[Dataset excerpts on pointing at objects]
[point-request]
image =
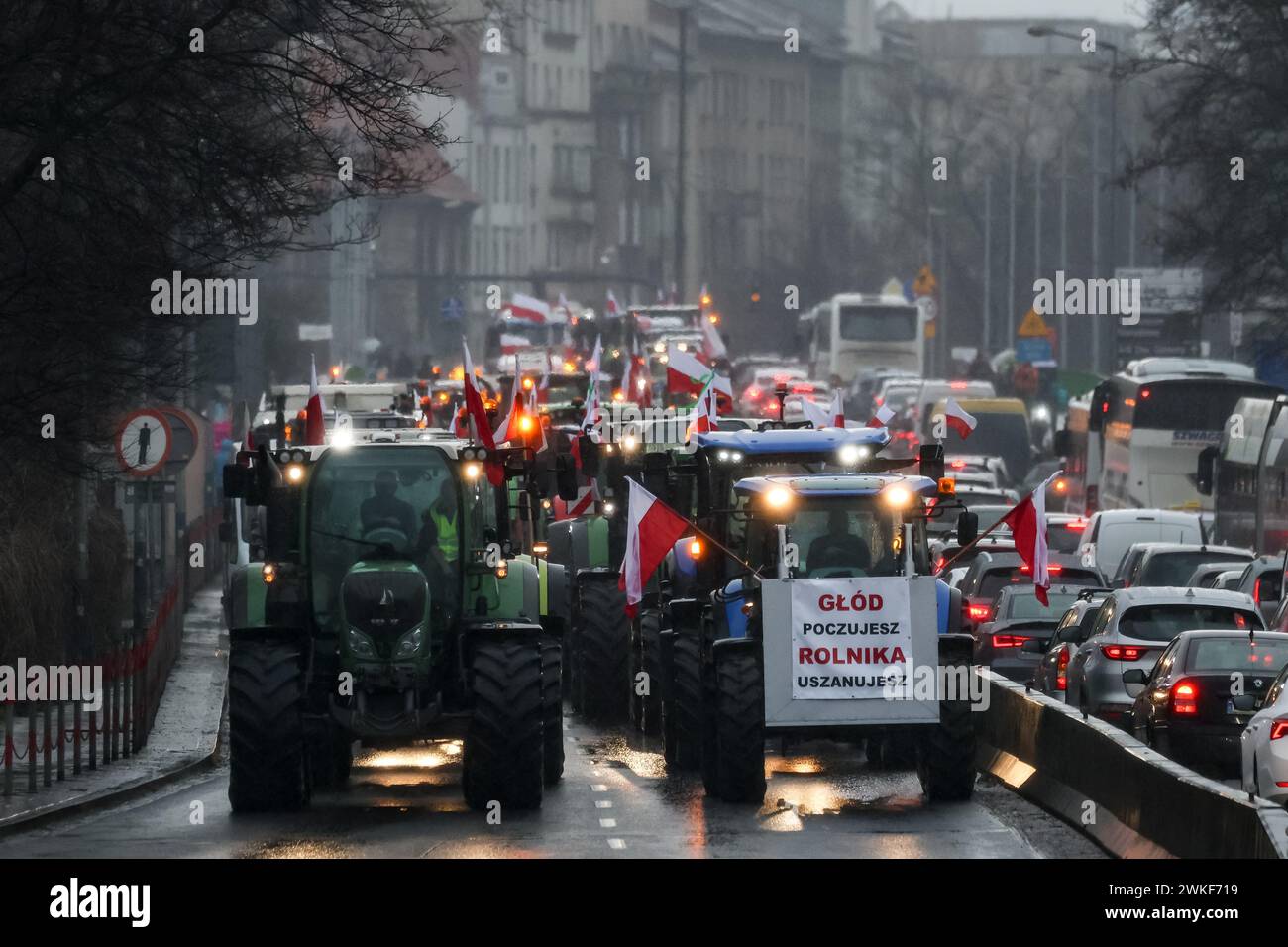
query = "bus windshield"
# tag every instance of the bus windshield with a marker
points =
(879, 322)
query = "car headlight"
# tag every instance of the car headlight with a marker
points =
(410, 643)
(361, 646)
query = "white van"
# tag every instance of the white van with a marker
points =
(1111, 532)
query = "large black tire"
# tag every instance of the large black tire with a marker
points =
(739, 764)
(552, 702)
(268, 763)
(683, 710)
(945, 755)
(603, 652)
(505, 742)
(647, 659)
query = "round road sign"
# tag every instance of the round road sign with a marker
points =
(143, 442)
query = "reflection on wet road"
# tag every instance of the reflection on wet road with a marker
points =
(616, 800)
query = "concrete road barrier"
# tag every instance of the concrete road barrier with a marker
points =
(1127, 796)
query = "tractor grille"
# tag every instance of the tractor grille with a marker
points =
(384, 604)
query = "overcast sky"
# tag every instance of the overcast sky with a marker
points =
(1065, 9)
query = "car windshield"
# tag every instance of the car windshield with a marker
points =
(1262, 656)
(845, 541)
(995, 579)
(1029, 607)
(1173, 569)
(382, 501)
(1162, 622)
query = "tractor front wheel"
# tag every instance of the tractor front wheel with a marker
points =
(505, 740)
(268, 763)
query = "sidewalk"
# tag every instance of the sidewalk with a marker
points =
(184, 735)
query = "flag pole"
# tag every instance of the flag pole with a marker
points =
(970, 545)
(711, 539)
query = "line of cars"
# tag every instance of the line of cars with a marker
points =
(1185, 646)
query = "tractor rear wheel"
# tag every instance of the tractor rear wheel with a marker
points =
(603, 652)
(945, 755)
(645, 657)
(739, 720)
(552, 699)
(268, 764)
(503, 745)
(683, 709)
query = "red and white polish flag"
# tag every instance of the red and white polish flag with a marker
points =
(958, 419)
(837, 410)
(529, 308)
(314, 423)
(1028, 528)
(475, 408)
(652, 530)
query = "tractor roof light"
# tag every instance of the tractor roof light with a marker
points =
(780, 497)
(897, 496)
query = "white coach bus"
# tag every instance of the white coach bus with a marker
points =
(854, 333)
(1154, 419)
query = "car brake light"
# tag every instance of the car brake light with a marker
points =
(1185, 696)
(1009, 641)
(1124, 652)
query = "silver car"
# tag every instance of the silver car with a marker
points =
(1132, 628)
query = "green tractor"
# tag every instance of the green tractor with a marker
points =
(394, 608)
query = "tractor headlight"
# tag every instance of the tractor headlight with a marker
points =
(361, 646)
(410, 643)
(849, 455)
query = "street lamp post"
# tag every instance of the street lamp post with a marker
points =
(1038, 30)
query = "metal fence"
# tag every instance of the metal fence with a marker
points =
(39, 736)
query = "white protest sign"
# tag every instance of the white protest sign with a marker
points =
(848, 635)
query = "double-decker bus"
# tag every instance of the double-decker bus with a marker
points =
(854, 333)
(1228, 474)
(1154, 419)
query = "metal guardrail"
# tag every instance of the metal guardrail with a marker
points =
(1131, 799)
(136, 669)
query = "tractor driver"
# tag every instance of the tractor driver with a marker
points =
(385, 510)
(838, 547)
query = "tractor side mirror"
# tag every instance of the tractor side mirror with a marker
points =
(1206, 476)
(589, 451)
(566, 478)
(237, 480)
(930, 460)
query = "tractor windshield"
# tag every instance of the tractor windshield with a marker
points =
(850, 538)
(384, 501)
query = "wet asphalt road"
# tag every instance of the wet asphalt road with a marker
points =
(616, 800)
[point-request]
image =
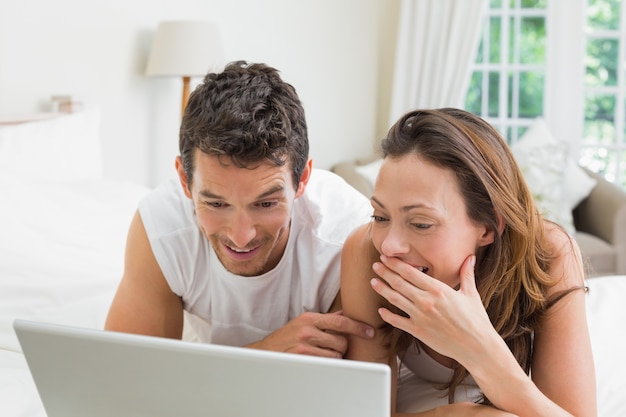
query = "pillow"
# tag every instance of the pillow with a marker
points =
(369, 171)
(62, 148)
(555, 179)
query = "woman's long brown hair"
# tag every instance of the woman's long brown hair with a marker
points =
(511, 273)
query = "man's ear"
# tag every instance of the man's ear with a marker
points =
(182, 176)
(304, 178)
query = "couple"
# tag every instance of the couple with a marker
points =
(448, 274)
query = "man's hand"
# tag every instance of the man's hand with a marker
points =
(315, 334)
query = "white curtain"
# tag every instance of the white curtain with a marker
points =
(437, 44)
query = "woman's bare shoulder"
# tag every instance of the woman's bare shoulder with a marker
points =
(566, 268)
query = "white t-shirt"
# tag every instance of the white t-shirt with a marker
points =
(235, 310)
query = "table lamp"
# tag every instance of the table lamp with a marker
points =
(185, 49)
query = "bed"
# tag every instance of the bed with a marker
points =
(62, 237)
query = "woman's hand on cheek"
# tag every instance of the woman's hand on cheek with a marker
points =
(445, 319)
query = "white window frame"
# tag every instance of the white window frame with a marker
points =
(564, 73)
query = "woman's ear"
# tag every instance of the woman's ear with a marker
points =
(489, 235)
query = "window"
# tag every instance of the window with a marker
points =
(563, 61)
(508, 78)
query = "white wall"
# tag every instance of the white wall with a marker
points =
(328, 49)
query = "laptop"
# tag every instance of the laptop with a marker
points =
(82, 372)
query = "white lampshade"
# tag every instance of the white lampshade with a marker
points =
(185, 48)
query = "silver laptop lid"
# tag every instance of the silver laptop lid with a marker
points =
(87, 372)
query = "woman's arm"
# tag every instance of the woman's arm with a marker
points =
(563, 367)
(360, 302)
(454, 323)
(563, 372)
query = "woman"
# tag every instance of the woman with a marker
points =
(468, 286)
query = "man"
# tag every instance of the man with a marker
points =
(249, 242)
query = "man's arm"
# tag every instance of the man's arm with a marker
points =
(144, 302)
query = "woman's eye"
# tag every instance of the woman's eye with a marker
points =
(267, 204)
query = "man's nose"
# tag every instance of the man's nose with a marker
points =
(241, 230)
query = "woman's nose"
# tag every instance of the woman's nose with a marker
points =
(394, 242)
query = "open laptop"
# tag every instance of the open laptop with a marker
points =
(83, 372)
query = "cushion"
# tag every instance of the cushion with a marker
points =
(556, 181)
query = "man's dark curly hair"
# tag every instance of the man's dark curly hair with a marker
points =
(247, 114)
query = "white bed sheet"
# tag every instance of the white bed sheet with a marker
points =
(61, 258)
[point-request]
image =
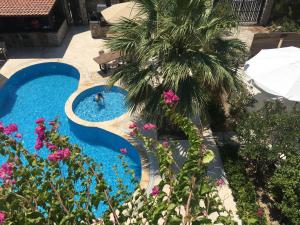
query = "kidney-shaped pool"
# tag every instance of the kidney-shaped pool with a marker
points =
(41, 90)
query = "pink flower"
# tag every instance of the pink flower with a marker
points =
(1, 127)
(18, 135)
(123, 150)
(260, 212)
(40, 131)
(6, 171)
(67, 153)
(165, 143)
(51, 146)
(2, 217)
(39, 144)
(133, 133)
(11, 128)
(155, 191)
(52, 123)
(149, 126)
(170, 97)
(52, 157)
(59, 155)
(204, 212)
(220, 182)
(133, 126)
(40, 120)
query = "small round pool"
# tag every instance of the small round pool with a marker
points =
(110, 107)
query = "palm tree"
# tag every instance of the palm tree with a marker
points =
(178, 45)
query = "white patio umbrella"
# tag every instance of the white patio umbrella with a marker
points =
(276, 71)
(115, 13)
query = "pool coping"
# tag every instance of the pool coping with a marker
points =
(85, 82)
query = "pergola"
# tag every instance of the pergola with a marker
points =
(30, 15)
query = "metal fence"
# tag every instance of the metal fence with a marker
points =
(247, 11)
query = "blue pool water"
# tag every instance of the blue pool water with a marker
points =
(112, 106)
(41, 91)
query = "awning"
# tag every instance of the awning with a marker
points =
(107, 57)
(276, 71)
(12, 8)
(115, 13)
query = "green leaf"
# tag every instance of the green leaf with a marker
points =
(208, 156)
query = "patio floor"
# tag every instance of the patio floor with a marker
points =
(77, 46)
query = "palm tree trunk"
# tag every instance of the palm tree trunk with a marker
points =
(108, 3)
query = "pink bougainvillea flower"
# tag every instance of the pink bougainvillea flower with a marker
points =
(6, 171)
(39, 144)
(123, 150)
(11, 128)
(220, 182)
(133, 126)
(52, 123)
(155, 191)
(165, 143)
(67, 153)
(59, 155)
(40, 120)
(170, 97)
(52, 157)
(132, 133)
(149, 126)
(260, 212)
(2, 217)
(18, 135)
(1, 127)
(51, 146)
(40, 131)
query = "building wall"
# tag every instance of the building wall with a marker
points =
(35, 39)
(98, 31)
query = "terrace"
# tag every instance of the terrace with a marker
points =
(32, 23)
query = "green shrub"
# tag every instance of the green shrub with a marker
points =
(285, 16)
(242, 188)
(285, 188)
(265, 135)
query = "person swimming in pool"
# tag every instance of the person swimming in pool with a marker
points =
(99, 97)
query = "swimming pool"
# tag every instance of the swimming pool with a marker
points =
(112, 106)
(41, 90)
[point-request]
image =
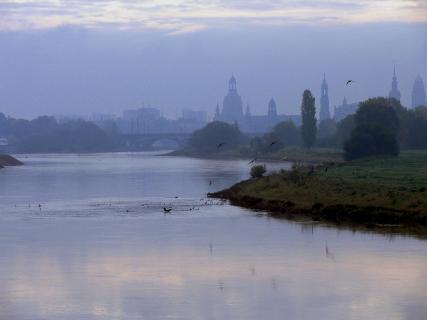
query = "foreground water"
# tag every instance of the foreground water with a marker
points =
(100, 247)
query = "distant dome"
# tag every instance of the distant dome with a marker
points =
(232, 84)
(232, 108)
(272, 108)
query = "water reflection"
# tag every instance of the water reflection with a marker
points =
(90, 259)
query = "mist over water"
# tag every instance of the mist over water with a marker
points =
(74, 70)
(102, 248)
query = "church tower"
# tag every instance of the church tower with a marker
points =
(324, 101)
(248, 111)
(272, 109)
(418, 93)
(217, 116)
(232, 107)
(394, 92)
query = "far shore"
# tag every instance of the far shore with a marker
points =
(298, 155)
(367, 193)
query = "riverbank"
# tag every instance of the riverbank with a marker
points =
(7, 160)
(370, 192)
(313, 156)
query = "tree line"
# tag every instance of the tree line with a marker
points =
(44, 134)
(381, 126)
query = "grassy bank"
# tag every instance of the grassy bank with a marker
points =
(7, 160)
(366, 192)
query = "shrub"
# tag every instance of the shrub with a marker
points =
(370, 140)
(258, 171)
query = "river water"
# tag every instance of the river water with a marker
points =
(100, 247)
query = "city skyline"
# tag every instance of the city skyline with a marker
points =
(53, 63)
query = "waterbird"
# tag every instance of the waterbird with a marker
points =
(220, 145)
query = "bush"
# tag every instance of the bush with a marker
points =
(258, 171)
(376, 130)
(370, 140)
(215, 134)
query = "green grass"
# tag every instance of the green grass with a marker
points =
(408, 171)
(317, 155)
(391, 189)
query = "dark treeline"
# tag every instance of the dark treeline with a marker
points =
(381, 126)
(45, 134)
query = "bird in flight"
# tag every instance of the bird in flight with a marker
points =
(273, 143)
(252, 161)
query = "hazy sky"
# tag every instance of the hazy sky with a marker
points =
(79, 57)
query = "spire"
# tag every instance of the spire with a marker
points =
(248, 111)
(394, 92)
(272, 109)
(324, 100)
(232, 84)
(418, 93)
(217, 112)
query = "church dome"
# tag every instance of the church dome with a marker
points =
(232, 84)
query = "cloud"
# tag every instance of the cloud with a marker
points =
(183, 16)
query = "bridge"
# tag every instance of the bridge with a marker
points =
(151, 141)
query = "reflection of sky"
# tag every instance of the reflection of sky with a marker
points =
(159, 268)
(218, 262)
(182, 16)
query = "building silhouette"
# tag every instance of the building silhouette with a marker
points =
(324, 101)
(394, 92)
(232, 112)
(418, 93)
(345, 109)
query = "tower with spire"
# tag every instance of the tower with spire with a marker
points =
(394, 92)
(418, 93)
(248, 111)
(324, 101)
(217, 115)
(232, 108)
(272, 109)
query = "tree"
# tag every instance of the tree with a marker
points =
(327, 128)
(258, 171)
(216, 136)
(308, 115)
(378, 110)
(417, 128)
(286, 133)
(375, 132)
(344, 129)
(370, 139)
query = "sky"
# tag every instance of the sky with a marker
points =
(81, 57)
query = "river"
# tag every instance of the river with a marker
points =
(85, 237)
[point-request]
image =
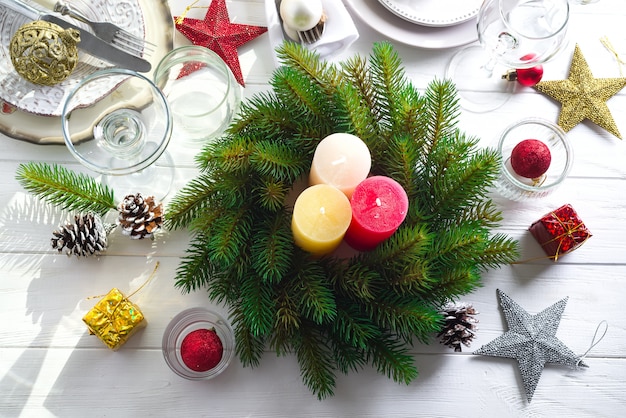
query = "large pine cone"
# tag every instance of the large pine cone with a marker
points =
(86, 236)
(139, 217)
(459, 327)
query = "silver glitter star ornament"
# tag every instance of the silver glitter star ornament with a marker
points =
(531, 340)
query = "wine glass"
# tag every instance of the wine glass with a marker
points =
(513, 34)
(122, 133)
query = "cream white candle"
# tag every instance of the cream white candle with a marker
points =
(342, 161)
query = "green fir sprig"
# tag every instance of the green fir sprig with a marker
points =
(64, 188)
(338, 315)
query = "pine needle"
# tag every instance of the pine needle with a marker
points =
(65, 188)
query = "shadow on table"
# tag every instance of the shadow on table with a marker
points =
(16, 386)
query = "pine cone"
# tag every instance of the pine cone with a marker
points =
(139, 217)
(86, 236)
(459, 325)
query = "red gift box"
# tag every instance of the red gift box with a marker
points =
(560, 231)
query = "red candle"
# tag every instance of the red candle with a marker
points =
(379, 205)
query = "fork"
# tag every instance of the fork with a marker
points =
(106, 31)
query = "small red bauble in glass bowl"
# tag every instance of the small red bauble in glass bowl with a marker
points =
(198, 344)
(519, 185)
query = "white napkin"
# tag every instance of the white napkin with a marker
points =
(339, 31)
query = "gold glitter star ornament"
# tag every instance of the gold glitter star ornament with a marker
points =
(583, 97)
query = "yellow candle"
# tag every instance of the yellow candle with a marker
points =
(340, 160)
(321, 216)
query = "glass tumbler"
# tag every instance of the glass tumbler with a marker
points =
(515, 187)
(202, 92)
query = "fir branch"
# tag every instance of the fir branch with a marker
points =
(229, 235)
(353, 327)
(352, 115)
(306, 102)
(464, 184)
(316, 363)
(358, 282)
(389, 81)
(454, 282)
(288, 319)
(391, 358)
(347, 356)
(271, 193)
(360, 81)
(340, 314)
(262, 116)
(257, 305)
(319, 72)
(404, 316)
(190, 201)
(462, 245)
(249, 347)
(499, 250)
(62, 187)
(273, 248)
(228, 154)
(315, 295)
(281, 162)
(194, 273)
(442, 111)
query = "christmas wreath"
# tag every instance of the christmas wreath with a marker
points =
(340, 314)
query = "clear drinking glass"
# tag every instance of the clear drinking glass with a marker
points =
(515, 187)
(202, 92)
(122, 134)
(513, 34)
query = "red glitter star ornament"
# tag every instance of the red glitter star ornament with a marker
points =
(217, 33)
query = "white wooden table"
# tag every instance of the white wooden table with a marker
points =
(50, 366)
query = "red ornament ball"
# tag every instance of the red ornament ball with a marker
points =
(530, 158)
(201, 350)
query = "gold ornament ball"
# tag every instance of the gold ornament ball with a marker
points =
(44, 53)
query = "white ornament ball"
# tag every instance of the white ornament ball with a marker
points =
(301, 15)
(291, 33)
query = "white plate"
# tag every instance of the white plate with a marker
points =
(48, 100)
(33, 127)
(380, 19)
(434, 12)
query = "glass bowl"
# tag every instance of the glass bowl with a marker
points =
(190, 320)
(515, 187)
(128, 130)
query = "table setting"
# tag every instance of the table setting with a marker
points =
(312, 208)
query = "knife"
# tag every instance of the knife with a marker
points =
(88, 42)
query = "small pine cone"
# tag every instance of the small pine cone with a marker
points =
(86, 236)
(139, 217)
(459, 325)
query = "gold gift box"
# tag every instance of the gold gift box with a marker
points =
(114, 319)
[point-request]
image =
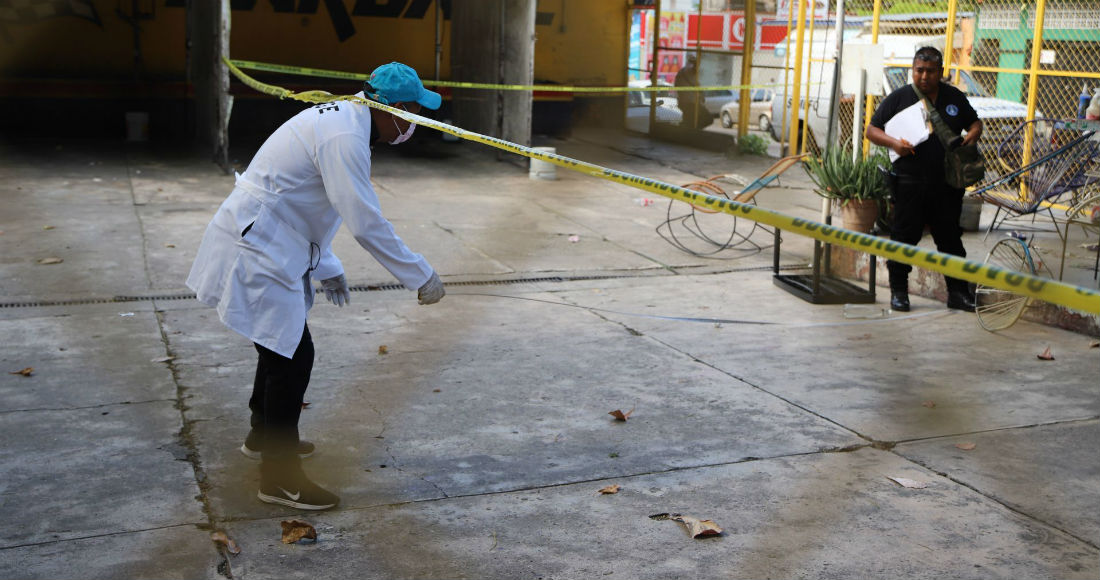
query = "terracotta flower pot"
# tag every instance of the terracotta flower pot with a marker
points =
(859, 215)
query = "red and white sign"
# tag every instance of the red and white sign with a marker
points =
(725, 31)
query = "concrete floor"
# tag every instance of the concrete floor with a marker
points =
(474, 446)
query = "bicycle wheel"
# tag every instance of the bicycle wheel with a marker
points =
(999, 308)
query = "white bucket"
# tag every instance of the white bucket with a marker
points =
(541, 170)
(136, 126)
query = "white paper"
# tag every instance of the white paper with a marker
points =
(911, 124)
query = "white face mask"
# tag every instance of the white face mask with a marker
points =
(402, 137)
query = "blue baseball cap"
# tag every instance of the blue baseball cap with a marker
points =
(397, 83)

— Work to complete —
Can you turn the items, from their first line through the line containing "(1185, 646)", into a numbered list with blank lines dropped and the pictures left out?

— Correct answer —
1. [point-request]
2. image =
3. query = "bus windshield"
4. # tag every instance of the bus windshield with a marker
5. points =
6. (879, 322)
7. query = "car headlight"
8. # tag every instance of the car headlight with a marker
9. points =
10. (410, 643)
11. (361, 646)
12. query = "white van"
13. # tag every instance of the white van with a marker
14. points =
15. (1111, 532)
16. query = "large black tire"
17. # tag every instance of the large black tire with a marker
18. points =
19. (739, 764)
20. (552, 702)
21. (268, 763)
22. (683, 710)
23. (945, 755)
24. (603, 652)
25. (505, 742)
26. (647, 659)
27. query = "round road sign"
28. # tag every instance of the round road sign with a marker
29. points =
30. (143, 442)
31. query = "reflection on wet road"
32. # tag every instance of the reflection on wet road with a marker
33. points =
34. (616, 800)
35. query = "concrete road barrier"
36. # tag every instance of the concrete road barrier with a marker
37. points =
38. (1127, 796)
39. query = "tractor grille"
40. # tag every instance of the tractor grille with a marker
41. points =
42. (384, 604)
43. query = "overcast sky"
44. # tag every instance of the overcast sky with a marker
45. points =
46. (1065, 9)
47. query = "car windshield"
48. # tag every instance of the car windshield with a marker
49. points =
50. (1262, 656)
51. (845, 541)
52. (995, 579)
53. (1029, 607)
54. (1173, 569)
55. (382, 501)
56. (1162, 622)
57. query = "tractor front wheel"
58. # tag every instance of the tractor front wheel with a marker
59. points =
60. (505, 740)
61. (268, 763)
62. query = "sidewalk"
63. # tag every instance of the sidewalk with a marker
64. points =
65. (184, 735)
66. query = "flag pole"
67. # tag every instance of the flag pole with a marker
68. points =
69. (970, 545)
70. (711, 539)
71. query = "line of cars"
72. # tag every instance of the line of cars with a marker
73. points =
74. (1185, 646)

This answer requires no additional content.